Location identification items
● ● ● ● ●

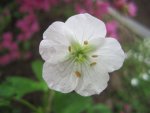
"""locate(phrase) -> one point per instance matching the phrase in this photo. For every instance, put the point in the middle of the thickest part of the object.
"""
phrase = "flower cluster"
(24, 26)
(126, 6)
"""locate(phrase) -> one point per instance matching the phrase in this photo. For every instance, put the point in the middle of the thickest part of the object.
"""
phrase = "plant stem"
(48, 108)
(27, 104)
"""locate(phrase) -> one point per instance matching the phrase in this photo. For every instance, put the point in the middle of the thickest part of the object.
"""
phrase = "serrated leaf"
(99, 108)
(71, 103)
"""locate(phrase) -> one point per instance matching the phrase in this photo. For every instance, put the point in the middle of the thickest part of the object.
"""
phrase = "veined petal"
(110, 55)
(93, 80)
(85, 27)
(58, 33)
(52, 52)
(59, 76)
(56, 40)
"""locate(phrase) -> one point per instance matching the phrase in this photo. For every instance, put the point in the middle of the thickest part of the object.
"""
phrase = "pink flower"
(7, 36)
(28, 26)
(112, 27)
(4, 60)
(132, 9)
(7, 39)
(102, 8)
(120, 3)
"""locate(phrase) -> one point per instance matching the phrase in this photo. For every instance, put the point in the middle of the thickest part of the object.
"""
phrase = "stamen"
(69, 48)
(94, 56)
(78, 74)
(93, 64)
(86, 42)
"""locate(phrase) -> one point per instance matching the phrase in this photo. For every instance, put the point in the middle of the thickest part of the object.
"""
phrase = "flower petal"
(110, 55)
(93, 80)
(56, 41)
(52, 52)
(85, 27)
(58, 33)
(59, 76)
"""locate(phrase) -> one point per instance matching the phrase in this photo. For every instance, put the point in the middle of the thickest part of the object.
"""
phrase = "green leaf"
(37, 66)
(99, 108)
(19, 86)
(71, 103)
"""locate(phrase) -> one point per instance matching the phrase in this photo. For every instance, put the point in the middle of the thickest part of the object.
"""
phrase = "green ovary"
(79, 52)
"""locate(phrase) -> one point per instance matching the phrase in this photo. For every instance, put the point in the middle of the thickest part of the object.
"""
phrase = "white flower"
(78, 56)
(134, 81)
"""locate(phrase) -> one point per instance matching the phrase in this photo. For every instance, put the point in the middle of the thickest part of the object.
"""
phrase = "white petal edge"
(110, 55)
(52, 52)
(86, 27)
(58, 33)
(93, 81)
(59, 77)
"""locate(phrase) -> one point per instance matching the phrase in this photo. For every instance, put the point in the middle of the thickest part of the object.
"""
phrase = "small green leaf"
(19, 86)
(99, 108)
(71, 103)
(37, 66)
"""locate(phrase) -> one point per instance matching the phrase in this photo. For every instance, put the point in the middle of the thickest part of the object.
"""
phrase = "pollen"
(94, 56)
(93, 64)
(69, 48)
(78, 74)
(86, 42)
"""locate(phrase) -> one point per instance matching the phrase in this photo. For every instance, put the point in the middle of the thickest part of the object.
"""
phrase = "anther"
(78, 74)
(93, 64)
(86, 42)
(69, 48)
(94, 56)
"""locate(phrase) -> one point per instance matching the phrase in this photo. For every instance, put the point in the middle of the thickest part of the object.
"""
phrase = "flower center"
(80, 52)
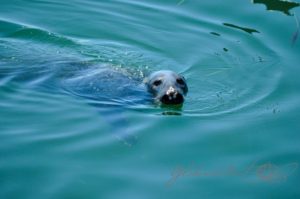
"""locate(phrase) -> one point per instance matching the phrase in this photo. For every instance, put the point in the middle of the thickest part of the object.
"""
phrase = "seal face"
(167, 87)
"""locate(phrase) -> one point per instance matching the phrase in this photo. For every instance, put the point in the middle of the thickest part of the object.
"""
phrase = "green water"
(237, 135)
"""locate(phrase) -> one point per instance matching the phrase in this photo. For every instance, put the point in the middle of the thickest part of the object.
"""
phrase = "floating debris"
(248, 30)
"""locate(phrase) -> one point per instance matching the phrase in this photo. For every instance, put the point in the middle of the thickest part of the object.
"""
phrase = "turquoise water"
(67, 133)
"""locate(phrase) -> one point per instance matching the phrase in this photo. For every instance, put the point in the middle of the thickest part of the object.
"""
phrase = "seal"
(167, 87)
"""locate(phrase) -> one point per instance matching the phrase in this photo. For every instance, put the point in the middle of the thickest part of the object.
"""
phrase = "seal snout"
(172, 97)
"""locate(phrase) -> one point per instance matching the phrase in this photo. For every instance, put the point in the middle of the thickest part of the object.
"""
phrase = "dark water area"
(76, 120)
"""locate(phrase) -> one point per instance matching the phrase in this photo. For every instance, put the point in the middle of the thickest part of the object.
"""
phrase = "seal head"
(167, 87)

● ● ● ● ●

Each line of the material must be retyped exactly, except that images are omitted.

"""locate(phrase) -> one point per instance matching the phrase in this photo. For every instance, put the point in the middle of the thickest part of the object.
"""
phrase = "flower cluster"
(24, 26)
(126, 6)
"""locate(phrase) -> one point per instance matching the phrase in this photo. For every instance, put the point in the middle of the thickest part of the object.
"""
phrase = "plant stem"
(48, 108)
(27, 104)
"""locate(phrase) -> one point per instance matching the phrase in this photo. For every instance, put the point in the middle of the thickest part of the object.
"""
phrase = "serrated leaf"
(99, 108)
(71, 103)
"""locate(phrase) -> one point per instance matching the phrase in this photo. For every instance, put the point in the middle of the thickest part of the object.
"""
phrase = "veined petal"
(110, 55)
(93, 80)
(85, 27)
(58, 33)
(52, 52)
(59, 76)
(56, 40)
"""locate(phrase) -> one point per instance matching the phrase in this photo. For every instance, put the point in the middle of the thickest part of the object.
"""
phrase = "pink flower"
(7, 36)
(28, 26)
(112, 27)
(4, 60)
(132, 9)
(7, 39)
(102, 8)
(120, 3)
"""locate(phrase) -> one point per instance matching the phrase in this photo. For every instance, put the point in the middle of the thickest part of the object.
"""
phrase = "stamen"
(69, 48)
(94, 56)
(78, 74)
(93, 64)
(86, 42)
"""locate(phrase) -> one point per instance matching the phrase in this photo. For every instance, put the point in the middle of the thickest part of the object.
"""
phrase = "flower petal"
(110, 55)
(93, 80)
(56, 41)
(52, 52)
(85, 27)
(58, 33)
(59, 76)
"""locate(phrase) -> one point per instance matching the phrase in this photo. For every instance, put the point in the middle of the thickest part of the object.
"""
phrase = "green leaf"
(37, 66)
(99, 108)
(19, 86)
(71, 103)
"""locate(phrase) -> one point per instance matching the phrase in this photo. For every instance, put the point in the middle of the thickest part of the object.
"""
phrase = "green ovary"
(79, 52)
"""locate(phrase) -> one point per instance matching the phrase in this photo. For every instance, put the point in the middle of the thickest part of the object.
"""
phrase = "white flower"
(78, 56)
(134, 81)
"""locate(phrase) -> one point per instance matching the phrase in this photo. For every instance, put the point in the middle of the thickest part of the object.
"""
phrase = "white petal edge"
(110, 55)
(52, 52)
(86, 27)
(58, 33)
(93, 81)
(59, 77)
"""locate(phrase) -> one point per instance matching the phrase in this photo. For every instance, put the point in the middle of the thickest part of the object.
"""
phrase = "small green leaf"
(19, 86)
(99, 108)
(71, 103)
(37, 66)
"""locate(phrase) -> one point per instance matching the phrase in this photo. For every instance, put the point in the middle of the thickest part of the object.
"""
phrase = "pollen"
(94, 56)
(93, 64)
(69, 48)
(78, 74)
(86, 42)
"""locate(phrase) -> one point per instance matching the phrase in this photo. For every instance, put the point in the middle of the thickest part of the object.
"""
phrase = "anther"
(78, 74)
(93, 64)
(86, 42)
(69, 48)
(94, 56)
"""locate(phrase) -> one point per instance matching the phrase in this photo. For every instance, put the point in the middle of the thickest part of the object.
"""
phrase = "flower center"
(80, 52)
"""locate(phrase) -> one point per instance matching the phrase in this photo. For every instance, put the point in the middle of the thickest part of the object.
"""
phrase = "seal face"
(167, 87)
"""locate(phrase) -> one point per instance matching the phrase in this photo. For every instance, put the point in the middle of the thickest part of the object.
"""
phrase = "green water"
(237, 135)
"""locate(phrase) -> one point per instance matching the phrase in this photo. For every instance, put the point in the middle of the thickest part of the object.
"""
phrase = "floating debris"
(248, 30)
"""locate(phrase) -> one point per instance matching the phrase in this photo. For every instance, put the point in the middle of the thickest part of the object.
"""
phrase = "turquoise water"
(67, 133)
"""locate(phrase) -> one point per instance matching the phrase in this photo. For every instance, put the point in the middle of the thickest part of the object.
"""
phrase = "seal"
(167, 87)
"""locate(phrase) -> one point per instance matching the phrase in this photo. For every instance, put the point in the middle of the thickest part of the object.
"""
phrase = "seal snout"
(172, 97)
"""locate(phrase) -> one point per instance matching the phrase in this photo. For every instance, put the point in the middle of the thickest part of the object.
"""
phrase = "dark water area"
(76, 120)
"""locate(phrase) -> one point per instance matching the phrase in this photo. For every instance, put the point in the middle of the thickest part of the object.
"""
phrase = "seal head"
(167, 87)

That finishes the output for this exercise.